▶ [Written exercise]: Reproduce the listing exactly and skip over any pictures.

▶ [Recorded data]:
╔══
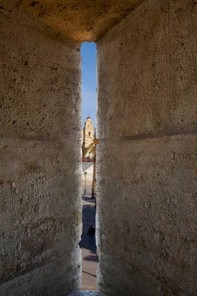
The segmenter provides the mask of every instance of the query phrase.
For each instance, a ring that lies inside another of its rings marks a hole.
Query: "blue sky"
[[[95,43],[84,42],[82,45],[82,128],[88,113],[95,127],[97,88],[97,51]]]

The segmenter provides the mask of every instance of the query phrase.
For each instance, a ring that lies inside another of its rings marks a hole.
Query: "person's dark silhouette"
[[[88,233],[87,234],[87,235],[89,235],[89,244],[91,243],[94,245],[94,236],[95,233],[95,228],[94,228],[92,225],[90,225],[89,229],[88,229]]]

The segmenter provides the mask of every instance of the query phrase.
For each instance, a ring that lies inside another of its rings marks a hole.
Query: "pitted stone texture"
[[[195,295],[197,140],[183,135],[98,145],[100,291],[153,296],[161,285],[164,295]]]
[[[80,45],[0,14],[0,295],[68,294],[81,287]]]
[[[78,247],[72,252],[44,265],[34,269],[0,286],[3,296],[67,295],[79,290],[81,273],[80,250]]]
[[[95,41],[143,0],[12,0],[79,42]]]
[[[98,41],[100,140],[196,127],[195,3],[146,1]]]
[[[42,22],[26,13],[19,19],[16,9],[14,15],[0,11],[0,132],[76,142],[81,137],[80,45],[47,35]]]
[[[185,0],[169,3],[170,121],[192,126],[197,124],[197,5]]]
[[[155,2],[142,4],[97,43],[100,139],[153,132],[164,120],[166,7]]]
[[[177,17],[178,1],[146,1],[97,44],[97,279],[109,295],[197,290],[196,92],[190,96],[195,77],[187,75],[197,53],[196,8],[181,2]],[[183,26],[190,48],[179,55],[174,46]]]

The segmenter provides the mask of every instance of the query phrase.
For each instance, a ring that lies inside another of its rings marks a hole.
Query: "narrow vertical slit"
[[[95,43],[84,42],[82,58],[83,232],[79,246],[82,257],[82,290],[97,290],[97,254],[95,233],[96,192],[96,97],[97,87]],[[91,227],[92,226],[92,227]]]

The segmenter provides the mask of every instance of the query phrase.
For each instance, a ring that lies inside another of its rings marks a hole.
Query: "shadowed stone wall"
[[[109,295],[196,295],[197,6],[146,1],[97,43],[98,284]]]
[[[81,286],[80,45],[0,9],[0,295]]]

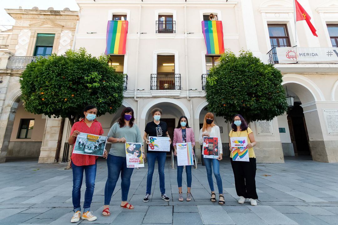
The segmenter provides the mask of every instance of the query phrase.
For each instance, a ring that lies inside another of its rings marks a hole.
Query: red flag
[[[296,16],[297,17],[296,21],[299,21],[301,20],[306,21],[306,23],[308,24],[309,27],[310,28],[310,30],[312,31],[312,34],[316,37],[318,37],[318,36],[316,33],[316,31],[317,31],[316,28],[310,22],[311,17],[297,0],[295,0],[295,3],[296,5]]]

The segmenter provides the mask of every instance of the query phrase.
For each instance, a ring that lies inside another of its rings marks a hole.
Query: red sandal
[[[103,213],[105,213],[107,214],[106,216],[104,216],[103,215]],[[108,217],[110,216],[110,212],[109,212],[109,208],[105,208],[103,209],[103,211],[102,211],[102,216],[104,217]]]
[[[128,205],[128,204],[129,204],[129,207],[127,207],[127,206]],[[124,205],[123,205],[123,206],[122,206],[122,205],[120,205],[120,207],[121,207],[121,208],[125,208],[125,209],[129,209],[130,210],[132,210],[134,209],[134,208],[131,208],[131,207],[134,207],[134,206],[133,205],[132,205],[129,204],[128,202],[127,202],[127,203],[126,203],[126,204]]]

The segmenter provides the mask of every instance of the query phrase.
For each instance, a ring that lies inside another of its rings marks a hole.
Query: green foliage
[[[29,63],[20,81],[26,110],[68,118],[72,124],[88,105],[97,107],[98,115],[115,113],[123,100],[124,77],[107,61],[81,48]]]
[[[287,109],[280,71],[250,52],[226,51],[207,79],[208,109],[226,121],[237,114],[249,121],[271,120]]]

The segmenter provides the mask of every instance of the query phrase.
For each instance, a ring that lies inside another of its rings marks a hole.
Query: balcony
[[[202,90],[206,90],[206,84],[207,84],[207,77],[208,75],[204,74],[202,75]]]
[[[126,74],[124,74],[124,83],[123,84],[123,86],[124,87],[124,90],[127,90],[127,86],[128,85],[128,75]]]
[[[40,57],[47,58],[48,56],[11,56],[8,60],[7,68],[12,69],[24,69],[32,62],[35,62]]]
[[[176,32],[176,21],[156,21],[156,34],[174,34]]]
[[[181,89],[181,75],[179,74],[152,74],[150,76],[151,90]]]

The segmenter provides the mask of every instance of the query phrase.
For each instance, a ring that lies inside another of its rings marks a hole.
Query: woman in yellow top
[[[249,150],[249,162],[234,161],[232,152],[230,154],[231,166],[235,177],[235,185],[237,195],[239,196],[238,203],[243,204],[247,198],[249,198],[251,205],[257,205],[258,198],[256,192],[256,157],[252,147],[256,145],[256,141],[252,131],[243,117],[237,114],[234,117],[231,123],[232,130],[229,134],[230,137],[247,137],[248,144],[246,147]],[[230,138],[229,146],[231,151]]]

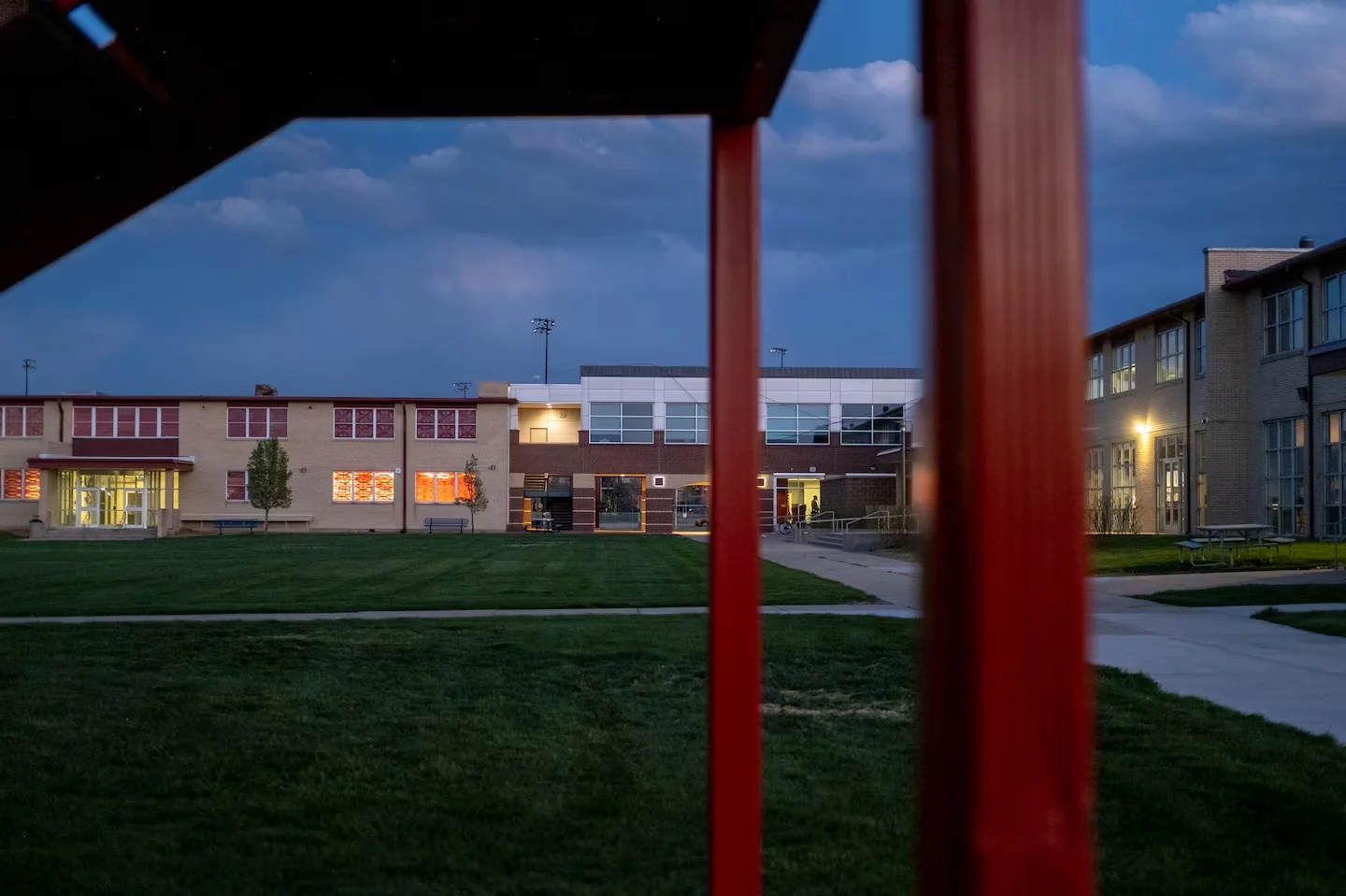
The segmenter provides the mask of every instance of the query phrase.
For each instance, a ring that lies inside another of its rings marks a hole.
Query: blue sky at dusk
[[[1346,235],[1346,4],[1086,7],[1093,326]],[[763,347],[919,365],[915,12],[824,0],[762,133]],[[704,363],[707,126],[300,121],[0,295],[0,393],[448,394]]]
╚══
▶ [Complete output]:
The segmenter provides the mask of every instance of the query phrase.
For each instance, a ring that lies inside another of its rings marks a hole.
Query: "blue sky"
[[[95,43],[84,42],[82,45],[82,128],[88,113],[95,127],[97,88],[97,51]]]

The segmenter provides the mask of every instance of the query phrase.
For each instance, a ring that lies inside another of its rings marks a hole.
Query: "person's dark silhouette"
[[[88,233],[87,234],[87,235],[89,235],[89,244],[91,243],[94,245],[94,236],[95,233],[95,228],[94,228],[92,225],[90,225],[89,229],[88,229]]]

The segmenter provides the mask of every instance of the query phrase.
For each instance, a ring that lies inside another of its rings marks a hole.
Query: "pitted stone texture"
[[[195,295],[197,140],[183,135],[98,145],[100,291],[153,296],[161,285],[164,295]]]
[[[80,45],[0,14],[0,295],[68,294],[81,287]]]
[[[78,247],[72,252],[44,265],[34,269],[0,286],[3,296],[67,295],[79,290],[81,273],[80,250]]]
[[[95,41],[143,0],[12,0],[79,42]]]
[[[98,41],[100,140],[196,127],[195,3],[146,1]]]
[[[42,22],[26,13],[19,19],[16,9],[14,15],[0,11],[0,132],[76,142],[81,137],[80,45],[47,35]]]
[[[185,0],[169,3],[170,121],[192,126],[197,124],[197,5]]]
[[[155,2],[142,4],[97,43],[100,139],[153,132],[164,120],[166,7]]]
[[[177,17],[178,1],[146,1],[97,44],[97,279],[109,295],[197,290],[196,92],[190,96],[195,77],[187,75],[197,53],[196,8],[181,2]],[[183,26],[190,48],[179,55],[174,46]]]

The segmenter provides the mask of every instance of the query phrase.
For each instance, a ring that lies inside another of its rings marks a hole.
Query: "narrow vertical slit"
[[[95,43],[84,42],[82,58],[83,232],[79,246],[82,257],[82,290],[97,290],[97,254],[95,233],[96,192],[96,97],[97,87]],[[91,227],[92,226],[92,227]]]

The segmenter provides the mask of every instance of the query phrase.
For each instance, a ring that lies inside another of its rings marks a hole.
Query: "shadowed stone wall"
[[[109,295],[196,295],[197,6],[146,1],[97,43],[98,284]]]
[[[81,286],[80,45],[0,9],[0,295]]]

The segmenter provides the mask of every instance of the query phrase.
For each instance, a ring that lies inside another of its rings marks a hole.
Query: red flag
[[[296,16],[297,17],[296,21],[299,21],[301,20],[306,21],[306,23],[308,24],[309,27],[310,28],[310,30],[312,31],[312,34],[316,37],[318,37],[318,36],[316,33],[316,31],[317,31],[316,28],[310,22],[311,17],[297,0],[295,0],[295,3],[296,5]]]

The segmenter provides the mask of every instance of the query phrase.
For each instance, a ring that lies inside another of its rings marks a hole.
Query: red sandal
[[[103,213],[105,213],[107,214],[106,216],[104,216],[103,215]],[[108,217],[110,216],[110,212],[109,212],[109,208],[105,208],[103,209],[103,211],[102,211],[102,216],[104,217]]]
[[[128,205],[128,204],[129,204],[129,207],[127,207],[127,206]],[[124,205],[123,205],[123,206],[122,206],[122,205],[120,205],[120,207],[121,207],[121,208],[125,208],[125,209],[129,209],[130,210],[132,210],[134,209],[134,208],[131,208],[131,207],[134,207],[134,206],[133,205],[132,205],[129,204],[128,202],[127,202],[127,203],[126,203],[126,204]]]

The segmenter provides the mask of every instance of the query phrase.
For each instance, a ring that lies inside another of its rings marks a hole.
Query: green foliage
[[[29,63],[20,81],[26,110],[68,118],[72,124],[88,105],[97,107],[98,115],[115,113],[123,100],[124,77],[107,61],[81,48]]]
[[[287,109],[280,71],[250,52],[226,51],[207,79],[208,109],[226,121],[237,114],[249,121],[271,120]]]

The segmenter provides the mask of every instance of the query phrase.
For each instance, a ring that lies inside another of its rings marks a hole.
Query: balcony
[[[202,90],[206,90],[206,84],[207,84],[207,77],[208,75],[204,74],[202,75]]]
[[[126,74],[124,74],[124,83],[123,84],[123,86],[124,87],[124,90],[127,90],[127,86],[128,85],[128,75]]]
[[[40,57],[47,58],[48,56],[11,56],[8,60],[7,68],[12,69],[24,69],[32,62],[35,62]]]
[[[176,32],[176,21],[156,21],[156,34],[174,34]]]
[[[181,89],[181,75],[179,74],[152,74],[150,76],[151,90]]]

The segmenter provides the mask of every instance of the query phrase.
For each instance, a ring that lies inside another of its rings marks a hole.
Query: woman in yellow top
[[[249,150],[249,162],[234,161],[232,152],[230,154],[231,166],[235,177],[235,185],[237,195],[239,196],[238,203],[243,204],[247,198],[249,198],[251,205],[257,205],[258,198],[256,192],[256,157],[252,147],[256,145],[256,141],[252,131],[243,117],[237,114],[234,117],[231,123],[232,130],[229,134],[230,137],[247,137],[248,144],[246,147]],[[230,138],[229,146],[231,151]]]

The segmenter provides the mask of every instance of the query phrase.
For each instance, a ring that lies inside another of its rings marks a hole.
Query: blue sky at dusk
[[[1346,235],[1346,4],[1086,7],[1093,326]],[[763,347],[919,365],[915,12],[824,0],[762,133]],[[704,363],[707,126],[300,121],[0,295],[0,393],[448,394]]]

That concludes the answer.